### REQUIRED ACTION
What lines of the data hold the string "below"? Pull each one out.

▼

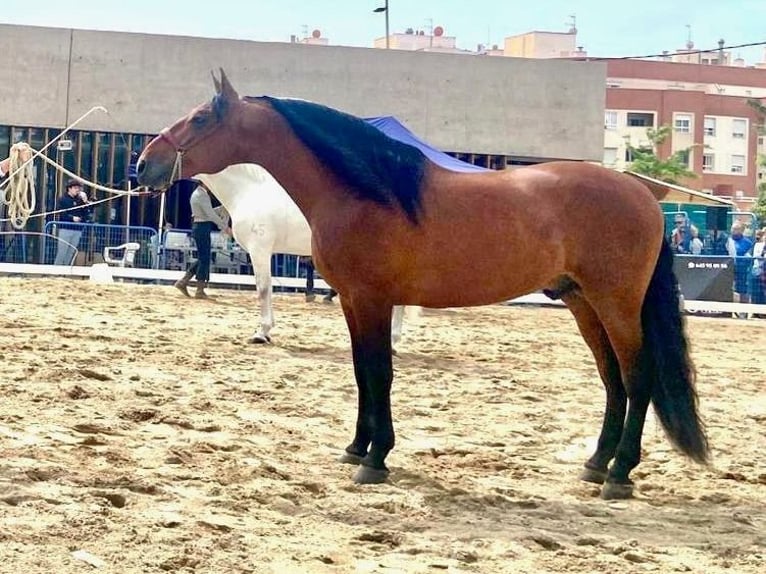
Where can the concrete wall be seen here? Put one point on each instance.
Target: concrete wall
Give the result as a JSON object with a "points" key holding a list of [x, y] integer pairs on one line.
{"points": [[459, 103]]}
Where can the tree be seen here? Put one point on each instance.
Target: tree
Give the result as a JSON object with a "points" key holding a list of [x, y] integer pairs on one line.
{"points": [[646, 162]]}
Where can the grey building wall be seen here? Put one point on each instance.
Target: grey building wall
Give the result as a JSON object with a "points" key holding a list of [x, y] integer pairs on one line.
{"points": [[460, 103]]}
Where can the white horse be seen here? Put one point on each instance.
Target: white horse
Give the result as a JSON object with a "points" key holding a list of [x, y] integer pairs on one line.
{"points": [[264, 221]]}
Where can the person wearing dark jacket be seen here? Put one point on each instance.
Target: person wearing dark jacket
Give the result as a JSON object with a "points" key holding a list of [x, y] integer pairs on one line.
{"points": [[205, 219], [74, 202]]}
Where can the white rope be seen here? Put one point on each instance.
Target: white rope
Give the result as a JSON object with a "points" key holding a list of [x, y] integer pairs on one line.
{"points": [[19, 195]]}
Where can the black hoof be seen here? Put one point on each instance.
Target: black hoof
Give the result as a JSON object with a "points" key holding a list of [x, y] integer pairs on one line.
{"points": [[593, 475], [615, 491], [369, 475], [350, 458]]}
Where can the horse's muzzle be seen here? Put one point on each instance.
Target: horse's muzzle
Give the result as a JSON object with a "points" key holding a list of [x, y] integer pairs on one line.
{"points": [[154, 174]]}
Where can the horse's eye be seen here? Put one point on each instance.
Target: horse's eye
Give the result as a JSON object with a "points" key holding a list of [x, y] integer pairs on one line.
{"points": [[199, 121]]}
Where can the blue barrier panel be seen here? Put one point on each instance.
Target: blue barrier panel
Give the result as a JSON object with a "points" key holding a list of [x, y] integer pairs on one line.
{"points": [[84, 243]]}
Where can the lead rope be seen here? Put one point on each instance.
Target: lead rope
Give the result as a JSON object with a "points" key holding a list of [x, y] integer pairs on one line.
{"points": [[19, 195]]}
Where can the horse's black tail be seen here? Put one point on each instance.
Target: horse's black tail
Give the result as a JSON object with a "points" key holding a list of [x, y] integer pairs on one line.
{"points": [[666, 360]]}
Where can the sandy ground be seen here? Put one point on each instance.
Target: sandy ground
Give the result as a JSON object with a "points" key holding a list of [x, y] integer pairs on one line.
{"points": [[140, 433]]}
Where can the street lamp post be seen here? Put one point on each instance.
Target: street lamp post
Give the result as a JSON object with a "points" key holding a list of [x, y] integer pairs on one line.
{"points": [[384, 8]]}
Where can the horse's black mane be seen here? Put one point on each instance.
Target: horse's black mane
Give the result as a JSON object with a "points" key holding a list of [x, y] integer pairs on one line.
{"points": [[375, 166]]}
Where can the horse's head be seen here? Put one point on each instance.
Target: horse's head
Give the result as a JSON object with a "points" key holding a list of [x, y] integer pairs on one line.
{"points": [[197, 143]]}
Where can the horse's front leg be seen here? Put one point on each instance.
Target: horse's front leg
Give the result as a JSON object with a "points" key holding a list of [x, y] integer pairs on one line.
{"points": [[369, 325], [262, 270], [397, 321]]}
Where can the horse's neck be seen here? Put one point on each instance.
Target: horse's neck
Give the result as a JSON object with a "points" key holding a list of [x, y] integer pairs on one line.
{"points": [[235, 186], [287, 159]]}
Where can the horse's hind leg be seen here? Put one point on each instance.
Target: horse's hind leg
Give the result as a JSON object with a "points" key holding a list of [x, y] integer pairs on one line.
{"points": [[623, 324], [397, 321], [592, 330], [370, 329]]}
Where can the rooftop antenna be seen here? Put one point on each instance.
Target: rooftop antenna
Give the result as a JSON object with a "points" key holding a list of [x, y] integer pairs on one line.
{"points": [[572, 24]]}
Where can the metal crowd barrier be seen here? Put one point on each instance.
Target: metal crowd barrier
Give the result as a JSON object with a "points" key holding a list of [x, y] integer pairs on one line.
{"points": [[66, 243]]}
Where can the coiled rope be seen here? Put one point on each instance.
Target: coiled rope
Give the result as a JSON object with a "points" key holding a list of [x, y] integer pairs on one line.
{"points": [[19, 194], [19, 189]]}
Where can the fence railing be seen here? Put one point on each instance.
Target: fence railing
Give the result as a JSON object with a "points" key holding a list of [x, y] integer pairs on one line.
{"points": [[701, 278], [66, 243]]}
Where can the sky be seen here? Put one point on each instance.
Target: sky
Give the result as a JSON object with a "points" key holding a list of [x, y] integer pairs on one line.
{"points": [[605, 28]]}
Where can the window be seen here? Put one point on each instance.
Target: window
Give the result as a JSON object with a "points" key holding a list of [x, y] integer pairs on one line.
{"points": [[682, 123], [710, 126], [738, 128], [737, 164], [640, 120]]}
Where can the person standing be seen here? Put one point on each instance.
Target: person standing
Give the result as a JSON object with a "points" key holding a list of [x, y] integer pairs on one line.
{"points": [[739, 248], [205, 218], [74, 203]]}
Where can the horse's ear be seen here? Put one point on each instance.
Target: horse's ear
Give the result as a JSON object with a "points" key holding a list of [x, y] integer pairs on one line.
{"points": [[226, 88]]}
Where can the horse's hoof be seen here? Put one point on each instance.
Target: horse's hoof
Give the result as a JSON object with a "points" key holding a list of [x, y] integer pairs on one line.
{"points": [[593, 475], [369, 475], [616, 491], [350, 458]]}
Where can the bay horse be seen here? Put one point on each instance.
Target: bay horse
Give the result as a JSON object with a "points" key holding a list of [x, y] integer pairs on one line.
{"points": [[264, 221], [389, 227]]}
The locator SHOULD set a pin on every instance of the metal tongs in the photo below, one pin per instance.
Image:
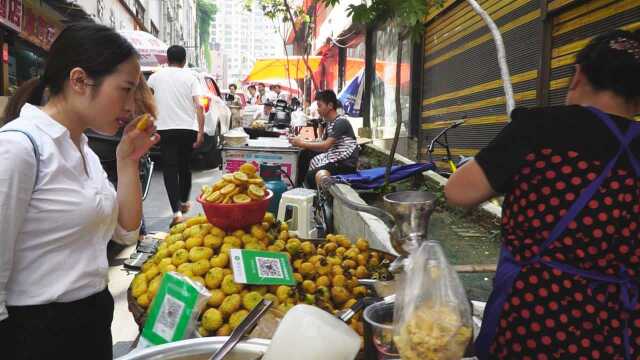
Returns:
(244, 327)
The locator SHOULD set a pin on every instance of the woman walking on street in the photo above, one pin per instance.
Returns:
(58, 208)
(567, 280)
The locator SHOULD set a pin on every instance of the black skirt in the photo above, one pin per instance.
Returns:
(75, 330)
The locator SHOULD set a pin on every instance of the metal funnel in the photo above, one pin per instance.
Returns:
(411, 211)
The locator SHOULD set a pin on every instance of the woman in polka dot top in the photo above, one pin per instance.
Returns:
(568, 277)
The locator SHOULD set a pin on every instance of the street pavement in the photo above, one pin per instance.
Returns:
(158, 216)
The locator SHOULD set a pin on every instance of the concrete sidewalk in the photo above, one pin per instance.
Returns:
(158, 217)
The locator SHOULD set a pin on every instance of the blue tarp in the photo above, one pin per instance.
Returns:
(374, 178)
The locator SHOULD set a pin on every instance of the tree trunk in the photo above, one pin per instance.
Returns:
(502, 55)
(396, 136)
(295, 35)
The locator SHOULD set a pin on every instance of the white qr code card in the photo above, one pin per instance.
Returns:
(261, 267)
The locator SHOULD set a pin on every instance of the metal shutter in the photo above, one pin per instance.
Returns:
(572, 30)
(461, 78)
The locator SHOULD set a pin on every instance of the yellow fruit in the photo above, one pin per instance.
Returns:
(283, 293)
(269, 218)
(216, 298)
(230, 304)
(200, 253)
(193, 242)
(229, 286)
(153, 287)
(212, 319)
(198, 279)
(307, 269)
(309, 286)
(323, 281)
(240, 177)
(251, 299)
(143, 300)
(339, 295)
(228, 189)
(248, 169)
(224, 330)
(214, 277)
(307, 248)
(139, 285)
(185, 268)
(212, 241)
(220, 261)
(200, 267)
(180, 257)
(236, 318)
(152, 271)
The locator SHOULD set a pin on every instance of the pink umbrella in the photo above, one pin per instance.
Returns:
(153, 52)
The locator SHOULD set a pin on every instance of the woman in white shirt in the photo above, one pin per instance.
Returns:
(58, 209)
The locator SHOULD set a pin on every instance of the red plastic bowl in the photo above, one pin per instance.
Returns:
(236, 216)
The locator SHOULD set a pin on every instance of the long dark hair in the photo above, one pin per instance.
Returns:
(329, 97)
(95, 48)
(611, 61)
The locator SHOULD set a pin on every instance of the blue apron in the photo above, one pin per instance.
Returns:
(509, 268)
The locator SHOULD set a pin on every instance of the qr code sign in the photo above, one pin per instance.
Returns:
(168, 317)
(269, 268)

▲
▼

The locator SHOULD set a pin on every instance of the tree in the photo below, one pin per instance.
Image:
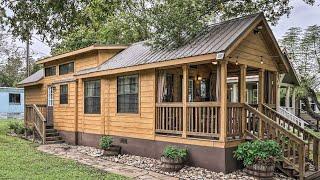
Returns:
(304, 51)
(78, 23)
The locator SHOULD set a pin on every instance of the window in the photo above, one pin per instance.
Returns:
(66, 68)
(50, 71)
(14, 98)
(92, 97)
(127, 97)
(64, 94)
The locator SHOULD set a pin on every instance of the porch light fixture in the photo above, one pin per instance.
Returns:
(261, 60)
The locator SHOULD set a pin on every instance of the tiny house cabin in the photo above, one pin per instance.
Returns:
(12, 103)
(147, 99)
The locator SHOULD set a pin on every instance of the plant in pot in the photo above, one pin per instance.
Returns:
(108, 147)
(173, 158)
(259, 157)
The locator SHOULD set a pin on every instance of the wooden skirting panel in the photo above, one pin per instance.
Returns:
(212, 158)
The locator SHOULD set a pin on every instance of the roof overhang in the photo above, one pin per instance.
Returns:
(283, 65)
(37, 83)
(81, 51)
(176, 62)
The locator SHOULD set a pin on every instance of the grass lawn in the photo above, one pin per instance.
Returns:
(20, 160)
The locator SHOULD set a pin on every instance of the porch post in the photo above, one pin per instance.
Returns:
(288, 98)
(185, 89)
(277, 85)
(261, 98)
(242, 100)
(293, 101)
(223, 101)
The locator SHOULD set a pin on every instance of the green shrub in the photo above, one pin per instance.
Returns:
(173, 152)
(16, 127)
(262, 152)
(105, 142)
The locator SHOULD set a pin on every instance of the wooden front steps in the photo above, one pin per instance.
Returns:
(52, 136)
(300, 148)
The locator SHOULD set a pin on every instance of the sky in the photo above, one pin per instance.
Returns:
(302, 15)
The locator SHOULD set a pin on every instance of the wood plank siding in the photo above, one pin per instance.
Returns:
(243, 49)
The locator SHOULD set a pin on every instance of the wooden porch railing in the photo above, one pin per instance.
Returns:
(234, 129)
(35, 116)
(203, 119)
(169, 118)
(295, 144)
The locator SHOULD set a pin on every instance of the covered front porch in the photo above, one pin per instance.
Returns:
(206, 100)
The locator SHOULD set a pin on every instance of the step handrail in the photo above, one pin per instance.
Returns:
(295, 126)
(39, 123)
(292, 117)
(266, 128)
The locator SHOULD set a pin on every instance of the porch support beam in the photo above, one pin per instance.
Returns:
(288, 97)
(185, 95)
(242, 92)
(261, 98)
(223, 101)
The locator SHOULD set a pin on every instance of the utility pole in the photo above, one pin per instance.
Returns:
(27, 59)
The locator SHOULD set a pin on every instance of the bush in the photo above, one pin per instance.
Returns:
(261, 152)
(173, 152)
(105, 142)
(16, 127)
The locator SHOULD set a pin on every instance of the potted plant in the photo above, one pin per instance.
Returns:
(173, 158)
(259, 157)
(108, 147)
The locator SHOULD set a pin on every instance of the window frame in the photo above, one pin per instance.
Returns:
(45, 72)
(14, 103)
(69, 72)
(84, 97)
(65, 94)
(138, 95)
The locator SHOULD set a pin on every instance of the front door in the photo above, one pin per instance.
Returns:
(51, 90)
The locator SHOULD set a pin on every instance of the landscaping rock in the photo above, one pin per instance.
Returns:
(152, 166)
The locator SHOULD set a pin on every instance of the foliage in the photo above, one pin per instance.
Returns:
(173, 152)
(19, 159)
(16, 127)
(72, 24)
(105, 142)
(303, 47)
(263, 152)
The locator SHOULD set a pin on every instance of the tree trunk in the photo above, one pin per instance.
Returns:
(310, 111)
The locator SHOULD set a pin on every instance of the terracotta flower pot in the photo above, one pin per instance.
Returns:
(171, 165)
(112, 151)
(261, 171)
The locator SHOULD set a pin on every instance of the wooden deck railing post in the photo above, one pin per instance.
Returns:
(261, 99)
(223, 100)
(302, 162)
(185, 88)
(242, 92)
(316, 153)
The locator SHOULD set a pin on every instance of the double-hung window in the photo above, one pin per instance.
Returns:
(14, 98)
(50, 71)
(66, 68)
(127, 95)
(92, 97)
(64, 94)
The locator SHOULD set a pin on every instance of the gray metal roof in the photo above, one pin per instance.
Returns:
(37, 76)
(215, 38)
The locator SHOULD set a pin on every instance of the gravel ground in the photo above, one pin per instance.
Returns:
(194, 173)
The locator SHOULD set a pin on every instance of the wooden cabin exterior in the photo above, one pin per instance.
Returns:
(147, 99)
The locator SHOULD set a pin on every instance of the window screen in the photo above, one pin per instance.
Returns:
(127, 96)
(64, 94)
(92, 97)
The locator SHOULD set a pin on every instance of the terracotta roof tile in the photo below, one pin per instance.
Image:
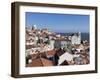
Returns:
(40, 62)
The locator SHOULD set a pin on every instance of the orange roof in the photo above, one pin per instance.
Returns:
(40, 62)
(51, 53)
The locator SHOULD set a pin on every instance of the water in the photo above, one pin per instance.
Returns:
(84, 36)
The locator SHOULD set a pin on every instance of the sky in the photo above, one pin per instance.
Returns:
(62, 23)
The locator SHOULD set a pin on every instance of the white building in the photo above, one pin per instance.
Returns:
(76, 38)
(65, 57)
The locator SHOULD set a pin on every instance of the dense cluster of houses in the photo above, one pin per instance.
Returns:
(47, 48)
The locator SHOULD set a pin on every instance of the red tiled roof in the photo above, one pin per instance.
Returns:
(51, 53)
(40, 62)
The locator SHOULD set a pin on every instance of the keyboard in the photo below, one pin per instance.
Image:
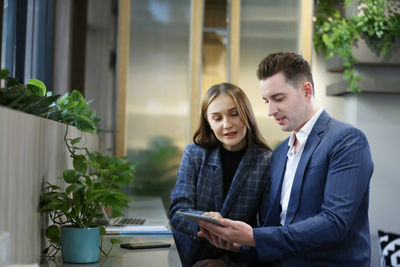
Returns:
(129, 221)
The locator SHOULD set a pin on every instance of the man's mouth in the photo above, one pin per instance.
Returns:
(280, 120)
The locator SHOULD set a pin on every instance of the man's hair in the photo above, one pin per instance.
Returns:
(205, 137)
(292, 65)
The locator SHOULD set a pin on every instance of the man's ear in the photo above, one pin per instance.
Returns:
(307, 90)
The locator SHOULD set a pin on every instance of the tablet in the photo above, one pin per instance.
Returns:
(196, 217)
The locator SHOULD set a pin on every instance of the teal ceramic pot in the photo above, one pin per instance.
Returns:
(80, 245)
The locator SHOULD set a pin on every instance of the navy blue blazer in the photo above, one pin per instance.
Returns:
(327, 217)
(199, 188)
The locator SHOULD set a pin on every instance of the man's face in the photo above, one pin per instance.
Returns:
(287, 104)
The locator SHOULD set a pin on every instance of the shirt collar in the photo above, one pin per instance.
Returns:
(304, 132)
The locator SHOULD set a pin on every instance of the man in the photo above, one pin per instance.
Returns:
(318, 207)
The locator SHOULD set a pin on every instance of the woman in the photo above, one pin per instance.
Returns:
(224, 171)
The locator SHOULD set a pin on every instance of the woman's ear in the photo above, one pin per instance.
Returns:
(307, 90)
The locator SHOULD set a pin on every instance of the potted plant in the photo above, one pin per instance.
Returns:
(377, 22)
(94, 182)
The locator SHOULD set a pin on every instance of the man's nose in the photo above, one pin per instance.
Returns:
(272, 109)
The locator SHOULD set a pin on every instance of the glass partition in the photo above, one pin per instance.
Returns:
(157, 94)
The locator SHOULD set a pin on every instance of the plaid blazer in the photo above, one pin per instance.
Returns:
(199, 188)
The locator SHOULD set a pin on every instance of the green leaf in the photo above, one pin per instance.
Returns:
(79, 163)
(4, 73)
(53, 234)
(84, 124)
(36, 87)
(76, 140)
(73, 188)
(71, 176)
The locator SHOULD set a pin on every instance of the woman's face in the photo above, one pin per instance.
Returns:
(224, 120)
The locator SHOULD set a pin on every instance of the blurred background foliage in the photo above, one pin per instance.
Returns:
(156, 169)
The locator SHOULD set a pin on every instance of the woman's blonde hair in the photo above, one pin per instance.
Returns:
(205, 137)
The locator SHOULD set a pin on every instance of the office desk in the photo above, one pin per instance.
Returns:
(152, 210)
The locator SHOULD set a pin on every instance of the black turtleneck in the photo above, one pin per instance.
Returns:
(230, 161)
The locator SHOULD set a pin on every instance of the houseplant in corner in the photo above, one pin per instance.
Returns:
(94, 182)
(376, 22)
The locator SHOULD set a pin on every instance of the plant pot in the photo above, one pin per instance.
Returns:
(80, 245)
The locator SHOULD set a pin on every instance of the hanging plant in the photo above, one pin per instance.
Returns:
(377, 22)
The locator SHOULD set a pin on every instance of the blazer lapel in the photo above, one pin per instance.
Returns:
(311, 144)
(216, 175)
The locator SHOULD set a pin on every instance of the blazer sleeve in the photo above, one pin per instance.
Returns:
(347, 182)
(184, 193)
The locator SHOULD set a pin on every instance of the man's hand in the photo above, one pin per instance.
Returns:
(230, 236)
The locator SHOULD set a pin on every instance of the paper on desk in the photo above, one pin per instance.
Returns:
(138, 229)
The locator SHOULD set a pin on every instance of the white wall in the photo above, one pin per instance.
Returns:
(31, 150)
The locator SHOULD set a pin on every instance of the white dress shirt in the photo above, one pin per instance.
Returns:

▲

### TASK SOLUTION
The locator SHOULD set a pin on every instance of the metal tongs in the photo below, one pin per instance.
The locator SHOULD set a pin on every instance of the tree in the photo below, one pin per instance.
The locator SHOULD set a pin on every instance of the terracotta roof tile in the photo below, one pin per instance.
The locator SHOULD set a pin on every instance of the keyboard in the photo below, one pin per instance.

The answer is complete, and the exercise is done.